Rewrite each line of the listing as a row in a Markdown table with the columns Row and Line, skipping any blank lines.

Listing on locating named things:
** Start **

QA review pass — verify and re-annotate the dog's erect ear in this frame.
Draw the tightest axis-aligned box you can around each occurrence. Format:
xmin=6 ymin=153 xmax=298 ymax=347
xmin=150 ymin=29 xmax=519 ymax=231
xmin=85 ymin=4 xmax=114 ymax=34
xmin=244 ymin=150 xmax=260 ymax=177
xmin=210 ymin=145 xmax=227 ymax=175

** End **

◆ FULL OUTPUT
| Row | Line |
|---|---|
| 1 | QA review pass — verify and re-annotate the dog's erect ear in this frame. |
| 2 | Draw the tightest axis-aligned box you can around each occurrence. Format: |
| 3 | xmin=6 ymin=153 xmax=298 ymax=347 |
| 4 | xmin=150 ymin=29 xmax=519 ymax=231 |
| 5 | xmin=85 ymin=4 xmax=114 ymax=34 |
| 6 | xmin=244 ymin=150 xmax=260 ymax=177 |
| 7 | xmin=210 ymin=145 xmax=227 ymax=175 |